- [Provided passage]
— Start —
Jerry's own career began when he joined the Amalgamated Engineering and Electrical Union (which would later get swallowed up by Amicus, and in turn, later become part of Unite) when he began with Rolls-Royce as an apprentice in 1975. He was elected shop steward in 1984. In 2005 a 48 hour occupation of the test areas at Rolls-Royce saved the jobs of two fitters who were facing dismissal, but six weeks later the company sacked the union leader.
A strike in support of Jerry lasted three weeks before he won an interim employment tribunal ruling against his dismissal, and he accepted a £100,000 payoff after being told he could not have his job back.
Claiming to have been "black-listed" by employers, Jerry has not worked since, but went on to become a prominent member of the Respect party locally –standing as a prospective city councillor for George Galloway's fledgling left-wing party in 2009, as well as standing for the top job at Unite in 2008 and 2010.
"When I was unfairly sacked from Rolls-Royce I used the pay-off to get rid of my mortgage, and I decided to focus on politics," he says. "I live frugally. I don't drink or smoke, and my only income is £500 a month from my Rolls-Royce pension.
"I believe in these difficult economic times that the current salary for general secretary of Unite is not commensurate with the wages earned by the union's members. So if I am elected, I won't be taking the current salary, of £122,000, excluding pensions, I would simply ask for the average British wage, which I believe is £26,500 – that would still be a £26,000 a year pay rise for me." (sic)
Jerry tells me that he believes the union's relationship with the Labour party has become a "one-way affair".
"I think we should stop giving the Labour party money if they are not going to support our principles in their policies. We should keep our members' hard-earned money tightly in our grasp, and use that to negotiate with the party – we should only give the party money as a reward, because giving it as an incentive doesn't work."
Jerry is also campaigning on issues as diverse as the legalisation of secondary action and lobbying Government to not only not raise the retirement age, but actually to lower it to 60 to "open up more jobs for young people".
He believes rather than austerity cut-backs, the Government should raise three different types of taxes to meet the short fall caused by the recession – a financial transactions tax on share deals, a higher rate of income tax and a mansion tax.
"I believe the union has not been effective enough when it comes to taking action to try to force the hand of Government on these sorts of issues," he says.
"Unions have to be there to take action, not just to talk. If I'm elected as general secretary I'll be much more proactive about finding the opportunities where we can make a difference for the lives of our 1.5 million members," he adds. "After all, I'm simply one of them."
— End —
- [Supplied records]
— Start —
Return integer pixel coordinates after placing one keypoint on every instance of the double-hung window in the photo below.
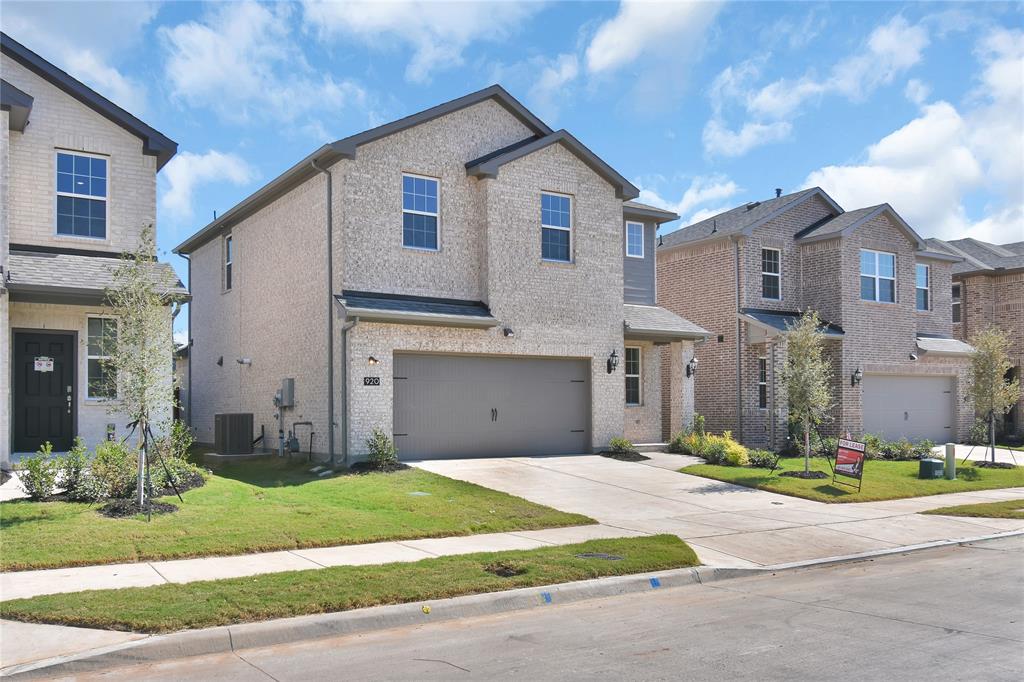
(419, 212)
(633, 393)
(923, 275)
(556, 227)
(771, 273)
(82, 195)
(102, 337)
(634, 240)
(878, 275)
(763, 383)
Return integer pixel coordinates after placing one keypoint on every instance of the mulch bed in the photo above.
(625, 457)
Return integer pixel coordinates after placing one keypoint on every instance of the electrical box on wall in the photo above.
(288, 392)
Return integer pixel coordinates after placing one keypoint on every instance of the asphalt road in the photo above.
(948, 613)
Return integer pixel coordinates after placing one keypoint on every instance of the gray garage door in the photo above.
(472, 406)
(913, 408)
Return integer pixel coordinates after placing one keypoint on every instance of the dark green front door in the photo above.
(44, 390)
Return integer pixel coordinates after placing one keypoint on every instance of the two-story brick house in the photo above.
(747, 273)
(988, 291)
(78, 183)
(466, 279)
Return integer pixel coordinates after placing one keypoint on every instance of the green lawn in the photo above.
(883, 480)
(169, 607)
(1005, 509)
(267, 505)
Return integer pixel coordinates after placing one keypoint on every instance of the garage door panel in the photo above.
(908, 407)
(465, 406)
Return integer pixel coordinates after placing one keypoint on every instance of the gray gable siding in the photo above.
(639, 273)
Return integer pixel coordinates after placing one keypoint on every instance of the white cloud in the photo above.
(642, 27)
(935, 164)
(187, 170)
(241, 60)
(83, 39)
(437, 32)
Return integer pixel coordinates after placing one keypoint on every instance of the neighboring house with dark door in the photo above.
(883, 295)
(988, 291)
(78, 182)
(480, 284)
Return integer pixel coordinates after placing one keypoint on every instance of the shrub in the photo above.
(762, 459)
(382, 451)
(617, 444)
(39, 473)
(75, 471)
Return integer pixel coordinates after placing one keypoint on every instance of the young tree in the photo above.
(991, 393)
(139, 346)
(806, 377)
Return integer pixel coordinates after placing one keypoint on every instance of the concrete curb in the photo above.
(304, 628)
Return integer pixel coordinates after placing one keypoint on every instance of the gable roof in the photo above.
(743, 219)
(489, 165)
(346, 148)
(154, 142)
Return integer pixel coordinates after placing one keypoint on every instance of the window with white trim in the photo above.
(556, 227)
(634, 395)
(101, 338)
(771, 273)
(923, 275)
(419, 212)
(81, 196)
(634, 240)
(228, 262)
(763, 383)
(878, 275)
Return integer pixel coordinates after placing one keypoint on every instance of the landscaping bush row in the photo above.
(111, 471)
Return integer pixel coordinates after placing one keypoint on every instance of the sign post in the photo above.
(849, 462)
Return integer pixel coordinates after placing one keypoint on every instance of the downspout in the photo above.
(330, 312)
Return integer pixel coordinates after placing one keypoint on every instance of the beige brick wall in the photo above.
(60, 122)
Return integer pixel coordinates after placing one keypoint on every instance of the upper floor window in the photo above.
(556, 227)
(922, 284)
(419, 212)
(81, 195)
(633, 394)
(634, 240)
(771, 273)
(228, 261)
(101, 338)
(878, 275)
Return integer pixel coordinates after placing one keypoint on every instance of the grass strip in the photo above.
(171, 607)
(883, 480)
(1005, 509)
(265, 506)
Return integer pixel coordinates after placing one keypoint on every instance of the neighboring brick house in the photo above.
(78, 183)
(747, 273)
(480, 284)
(987, 291)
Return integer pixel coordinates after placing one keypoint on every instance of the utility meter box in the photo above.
(930, 468)
(287, 393)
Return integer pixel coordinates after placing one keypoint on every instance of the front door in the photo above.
(44, 390)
— End —
- [Work to complete]
a. Transcribe everything in the article on Jerry's union career from "Jerry is also" down to "a mansion tax.".
b. Restate word for word everything in the rows from the line containing "strip in the photo above." down to the end of the rows.

- [Results for the exercise]
a.
Jerry is also campaigning on issues as diverse as the legalisation of secondary action and lobbying Government to not only not raise the retirement age, but actually to lower it to 60 to "open up more jobs for young people".
He believes rather than austerity cut-backs, the Government should raise three different types of taxes to meet the short fall caused by the recession – a financial transactions tax on share deals, a higher rate of income tax and a mansion tax.

b.
Return integer pixel coordinates after placing one keypoint on every instance of the grass strip in the photo above.
(171, 607)
(883, 480)
(1005, 509)
(265, 506)
Return integer pixel coordinates after placing one keypoint on every instance of the neighboring brick house in the photo above.
(78, 183)
(747, 273)
(480, 284)
(987, 291)
Return integer pixel coordinates after placing one keypoint on every instance of the utility meter box in the photo above.
(930, 468)
(287, 393)
Return integer pixel coordinates after placing one keypoint on every instance of the front door in the photo above.
(44, 390)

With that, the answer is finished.